[Recorded data]
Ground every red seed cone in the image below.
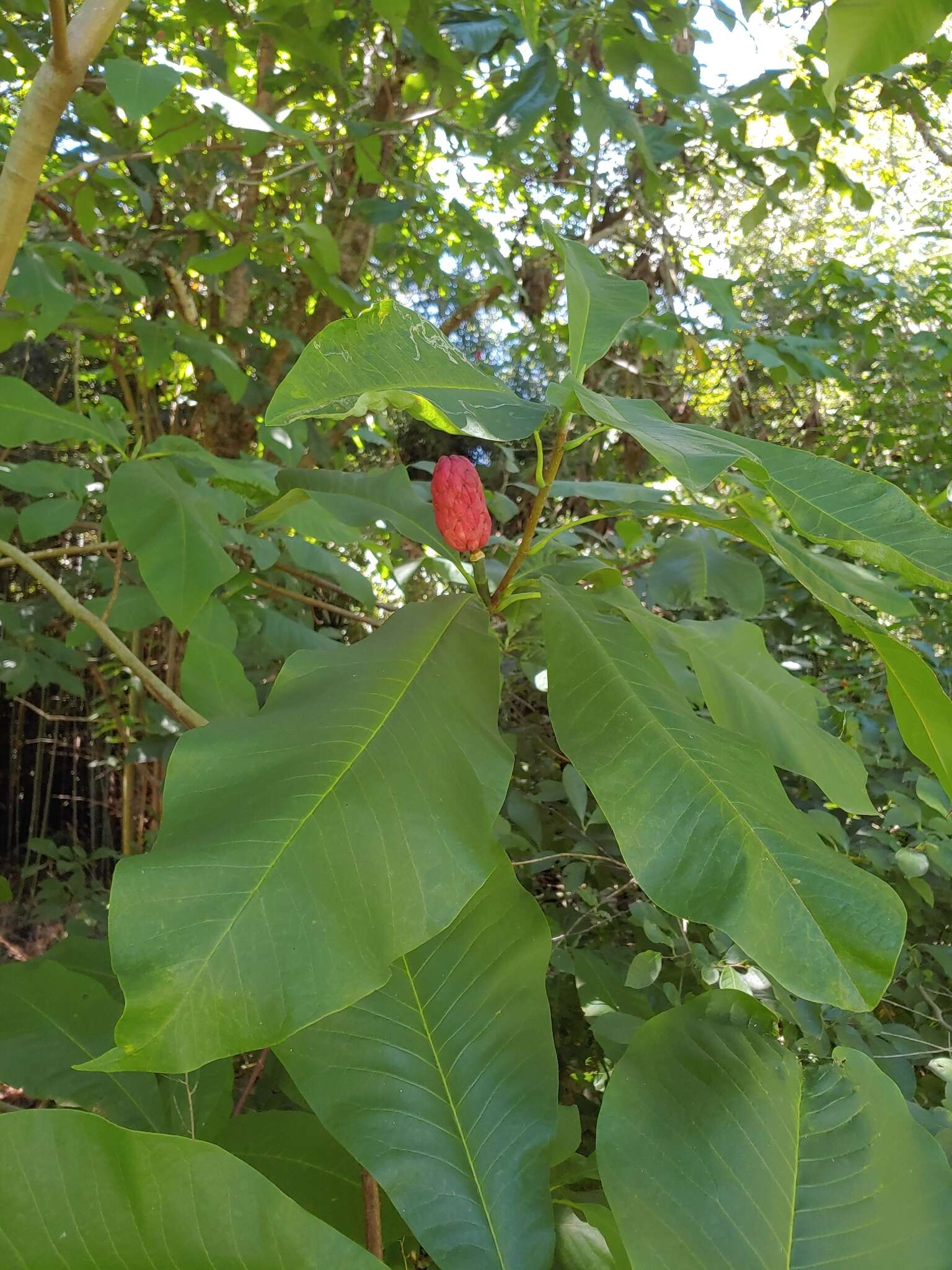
[430,455,493,551]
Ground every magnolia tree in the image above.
[0,240,952,1270]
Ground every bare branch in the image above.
[0,538,208,728]
[50,0,69,71]
[251,576,383,626]
[0,0,126,295]
[439,282,503,335]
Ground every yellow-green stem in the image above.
[490,406,573,611]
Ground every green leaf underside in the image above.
[598,990,952,1270]
[265,300,546,441]
[0,960,165,1129]
[0,375,126,447]
[82,596,511,1070]
[765,531,952,797]
[571,381,952,588]
[546,585,905,1010]
[214,1111,405,1245]
[558,238,647,375]
[649,528,764,617]
[824,0,952,105]
[0,1111,379,1270]
[674,618,876,815]
[275,468,457,559]
[278,863,557,1270]
[107,458,237,630]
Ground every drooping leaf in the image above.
[598,990,952,1270]
[43,935,122,1002]
[274,468,456,559]
[188,242,252,275]
[647,530,764,617]
[571,382,952,588]
[182,597,258,719]
[20,494,80,544]
[105,57,182,120]
[486,46,558,141]
[0,375,126,450]
[278,861,557,1270]
[265,300,546,441]
[142,434,278,503]
[107,458,237,630]
[785,535,915,617]
[213,1111,405,1245]
[824,0,952,105]
[764,530,952,797]
[557,238,647,375]
[495,0,539,48]
[0,957,165,1130]
[552,1191,631,1270]
[180,333,252,401]
[676,618,876,815]
[83,596,511,1070]
[546,585,905,1010]
[0,1111,379,1270]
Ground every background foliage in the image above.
[0,0,952,1270]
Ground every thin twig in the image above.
[252,578,383,626]
[271,560,400,613]
[231,1046,270,1115]
[50,0,70,71]
[491,406,573,610]
[103,550,123,623]
[0,538,208,728]
[12,697,95,722]
[0,538,122,569]
[361,1168,383,1261]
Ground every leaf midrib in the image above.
[562,601,862,998]
[123,596,470,1055]
[740,446,952,583]
[11,989,162,1133]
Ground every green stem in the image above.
[491,405,574,611]
[529,512,632,555]
[470,551,493,608]
[0,538,208,728]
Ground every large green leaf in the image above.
[0,960,165,1129]
[0,375,126,450]
[676,618,876,815]
[265,300,546,441]
[546,585,905,1010]
[0,1111,379,1270]
[278,861,557,1270]
[764,528,952,797]
[824,0,952,105]
[647,530,764,617]
[107,458,237,630]
[557,238,647,375]
[598,992,952,1270]
[105,57,182,120]
[571,382,952,589]
[182,596,258,719]
[86,596,511,1070]
[214,1111,403,1242]
[271,468,456,557]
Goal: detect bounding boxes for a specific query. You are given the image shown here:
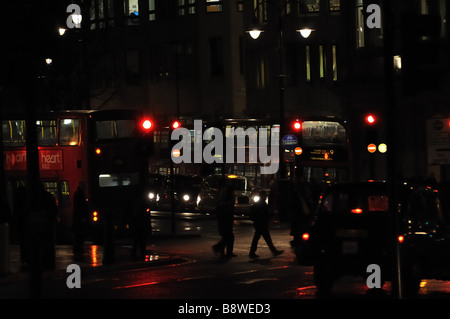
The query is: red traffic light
[141,118,153,133]
[292,120,302,132]
[365,114,377,125]
[172,121,181,130]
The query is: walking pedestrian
[249,191,283,259]
[131,192,151,259]
[213,182,236,258]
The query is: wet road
[0,212,450,300]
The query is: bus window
[42,181,59,205]
[36,120,56,146]
[2,120,26,146]
[59,181,70,207]
[98,173,139,187]
[302,121,346,147]
[59,119,79,145]
[95,120,136,140]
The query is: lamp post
[247,0,314,179]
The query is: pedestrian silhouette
[72,182,89,258]
[249,191,283,259]
[13,186,30,270]
[213,182,236,257]
[131,192,151,259]
[38,183,58,270]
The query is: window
[319,45,325,79]
[42,181,59,205]
[356,0,365,48]
[237,0,244,12]
[256,56,268,89]
[59,181,70,207]
[303,0,320,12]
[305,45,311,82]
[124,0,139,25]
[253,0,267,23]
[95,120,136,140]
[302,121,346,147]
[98,173,139,187]
[125,50,141,85]
[209,37,224,75]
[148,0,156,21]
[329,0,341,11]
[178,0,195,16]
[59,119,79,145]
[36,121,56,146]
[206,0,222,12]
[331,45,338,81]
[2,120,26,146]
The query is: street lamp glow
[297,28,314,39]
[72,14,83,28]
[248,29,263,40]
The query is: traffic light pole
[382,0,403,299]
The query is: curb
[0,253,190,284]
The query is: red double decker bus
[2,110,152,240]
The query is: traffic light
[172,120,181,130]
[139,117,154,134]
[137,117,155,156]
[291,119,302,133]
[169,120,183,157]
[366,114,377,125]
[364,113,378,153]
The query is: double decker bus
[200,117,351,187]
[2,110,152,240]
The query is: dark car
[157,174,202,211]
[197,175,253,216]
[145,174,165,209]
[296,182,450,294]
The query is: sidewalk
[0,241,187,284]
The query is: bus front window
[59,119,79,145]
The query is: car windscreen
[320,190,389,214]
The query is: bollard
[0,223,9,276]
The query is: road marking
[238,278,280,285]
[113,281,159,289]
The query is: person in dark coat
[72,182,89,257]
[213,183,236,257]
[131,192,151,259]
[38,183,58,270]
[249,191,283,259]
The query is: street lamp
[247,0,314,178]
[72,14,83,29]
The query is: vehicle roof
[326,181,435,191]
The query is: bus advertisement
[2,110,152,241]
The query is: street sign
[281,134,298,151]
[427,118,450,165]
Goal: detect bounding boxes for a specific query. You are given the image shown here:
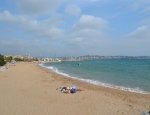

GOAL
Copy the material from the line that contains "The query is: road marking" through the end, including both ends, and leave the pictures out of your copy.

EXERCISE SOLUTION
The query is: road marking
[238,278,280,285]
[113,281,159,289]
The query is: person in dark coat
[72,182,89,257]
[213,183,236,257]
[131,192,151,259]
[38,183,58,270]
[249,191,283,259]
The query is: street lamp
[247,0,314,178]
[72,14,83,29]
The query is: vehicle roof
[326,181,435,191]
The query is: bus advertisement
[2,110,152,241]
The query is: street sign
[281,134,298,151]
[427,118,450,165]
Goal: detect bounding boxes for a specific query. You are given the image shown here:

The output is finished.